VORGEGEBENER TEXT.
Eigentlich bin ich ja nicht der Schwertkampfexperte, ich kann mir aber nicht vorstellen, dass es erwünscht, oder gar beabsichtigt war, Schneide gegen Schneide zu parieren... ...somit dürfte der Funkenflug schon mal abgetan sein. Soweit mir noch von Gesprächen mit Leuten die sich dem Schwertkampf der mitteleuropäischen und asiatischen Techniken verschrieben haben, bekannt und in Erinnerung ist, ist das Parieren mit der Schneide tabu. Die Schneide dürfte nach einem Kampf ja nicht mehr als Schneide bezeichnet werden sondern dann nur noch als Säge.
Ich würde es eigentlich so sehen, wie es schon in den Posts von Tomcat II und D. Kraft geschrieben wurde.
Wie gesagt ich bin kein Schwertkämpfer, aber ich denke hier kann der eine oder andere schon was fundiertes dazu beitragen.

Freddie
 
Zuletzt bearbeitet:
Gewünscht und beabsichtigt war es mit Sicherheit nicht.
Und klar ist auch, dass niemand eine Technik die vorsätzlich das Schwert beschädigt in sein Lehrrepertoire aufnehmen würde.
Aber immer noch besser als es auf den Schädel zu kriegen.

Und ja, die Schwerter sehen danach aus wie eine Säge.

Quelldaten
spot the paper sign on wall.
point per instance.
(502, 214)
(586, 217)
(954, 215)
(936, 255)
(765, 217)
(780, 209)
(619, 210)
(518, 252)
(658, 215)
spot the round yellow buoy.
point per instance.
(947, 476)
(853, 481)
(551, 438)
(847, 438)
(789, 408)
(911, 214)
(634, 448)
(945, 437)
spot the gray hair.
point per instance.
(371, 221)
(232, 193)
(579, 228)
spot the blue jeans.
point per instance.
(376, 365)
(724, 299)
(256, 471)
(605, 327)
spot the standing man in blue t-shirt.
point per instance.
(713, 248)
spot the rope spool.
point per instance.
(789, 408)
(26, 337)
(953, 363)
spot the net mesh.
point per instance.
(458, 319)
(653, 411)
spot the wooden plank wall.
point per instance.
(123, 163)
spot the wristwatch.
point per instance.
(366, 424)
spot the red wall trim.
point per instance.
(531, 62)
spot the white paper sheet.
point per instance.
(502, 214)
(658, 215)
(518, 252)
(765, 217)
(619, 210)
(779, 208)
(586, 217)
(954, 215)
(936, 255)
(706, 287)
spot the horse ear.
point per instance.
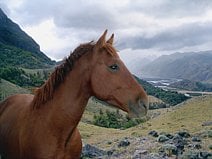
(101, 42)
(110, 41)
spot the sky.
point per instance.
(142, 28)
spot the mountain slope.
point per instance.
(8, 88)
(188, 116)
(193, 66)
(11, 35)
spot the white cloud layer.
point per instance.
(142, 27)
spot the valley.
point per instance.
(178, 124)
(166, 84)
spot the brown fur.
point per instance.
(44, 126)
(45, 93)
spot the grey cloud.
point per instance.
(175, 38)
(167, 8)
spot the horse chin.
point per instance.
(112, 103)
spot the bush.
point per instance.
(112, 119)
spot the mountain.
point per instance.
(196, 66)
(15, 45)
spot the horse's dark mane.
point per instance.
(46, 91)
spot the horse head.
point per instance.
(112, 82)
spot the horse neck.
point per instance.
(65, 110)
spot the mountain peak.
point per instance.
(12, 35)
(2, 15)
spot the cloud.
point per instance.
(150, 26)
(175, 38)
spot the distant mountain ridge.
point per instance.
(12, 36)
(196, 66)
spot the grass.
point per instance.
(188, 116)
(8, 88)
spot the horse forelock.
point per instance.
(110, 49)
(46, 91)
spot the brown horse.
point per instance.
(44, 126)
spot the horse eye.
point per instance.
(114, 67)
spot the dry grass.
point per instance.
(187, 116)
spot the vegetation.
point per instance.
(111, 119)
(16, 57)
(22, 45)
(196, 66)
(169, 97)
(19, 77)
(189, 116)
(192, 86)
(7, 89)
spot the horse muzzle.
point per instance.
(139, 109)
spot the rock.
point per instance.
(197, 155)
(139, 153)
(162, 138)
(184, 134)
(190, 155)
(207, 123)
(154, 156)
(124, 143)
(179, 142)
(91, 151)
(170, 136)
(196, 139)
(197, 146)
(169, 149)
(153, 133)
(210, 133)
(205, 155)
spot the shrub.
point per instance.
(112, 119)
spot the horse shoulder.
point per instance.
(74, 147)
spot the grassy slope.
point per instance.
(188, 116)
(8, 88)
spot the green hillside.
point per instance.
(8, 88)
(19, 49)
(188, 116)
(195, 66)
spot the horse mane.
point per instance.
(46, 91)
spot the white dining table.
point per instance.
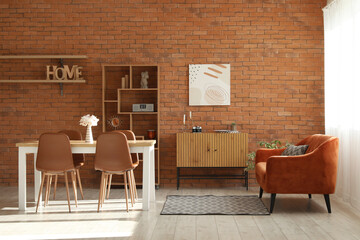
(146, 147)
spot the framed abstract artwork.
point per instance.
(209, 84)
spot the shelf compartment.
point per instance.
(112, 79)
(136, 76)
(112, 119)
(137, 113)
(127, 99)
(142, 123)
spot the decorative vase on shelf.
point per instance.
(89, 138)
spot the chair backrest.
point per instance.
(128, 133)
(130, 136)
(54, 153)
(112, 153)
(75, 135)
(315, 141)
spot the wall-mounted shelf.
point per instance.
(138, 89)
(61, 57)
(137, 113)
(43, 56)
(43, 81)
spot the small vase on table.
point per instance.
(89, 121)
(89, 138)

AUFGABENSTELLUNG.
- 1) Als was darf eine Schneide laut dem Text über das Parieren mit der Schneide nach einem Kampf nur noch bezeichnet werden?
- 2) Führe den Text über das Parieren mit der Schneide im Anschluss an seinen letzten Satz weiter.
Die Daten stammen aus einer anderen Quelle.

ERWARTETE ERGEBNISSE.
- 1) Nur noch als Säge.

- 2)
Diese Escrima-Geschichten haben trotz gegenteiliger Beteuerungen auch nicht so viel mit japanischen oder den dokumentierten europäischen Schwertkampfkünsten gemein.

Mir ging es darum, das in einem ernsthaften Aufeinander prallen auch wirklich die Funken fliegen. Erst recht wenn Schild und Rüstungen im Spiel sind.

Ciao Sven
 
Ich habe mit der Formulierung "feurig" auch so meine Probleme...

Hättest Du dazu mal eine Textstelle zur Hand, die Du zitieren könntest? Wenn Du die "zweisprachige" Ausgabe von Fischer hast, reicht auch die Seitenzahl.
 
Wow, das nimmt ja richtig Fahrt auf!

Ich habe auch noch eine Antwort von einem langjährigen Reenactor bekommen, der viel mit Schwert und Plattenrüstung "gekämpft" hat. Seine emphatische Antwort zur Entstehung von Funken: Natürlich! Er konnte mir keine genaueren Angaben zur Wirkung auf Kettenhemden machen, merkte aber an, daß er teilweise eine Schutzbrille unter seinem Helm trug, um sich vor den Funken zu schützen.

Was das alte, leidige Problem von Schneide auf Schneide parieren angeht ;): Zumindest im deutschen höfischen Roman gibt es keine Hinweise darauf, ich kann mich aus dem Stehgreif auch nicht erinnern, überhaupt etwas von einer Parade Schwert gegen Schwert gelesen zu haben – die Jungs benutzen den Schild, oder später die Rüstung. ;) Das Rekonstruieren von Kampftechniken anhand der Schilderungen ist aber sowieso im besten Fall äußerst schwierig und normalerweise unmöglich.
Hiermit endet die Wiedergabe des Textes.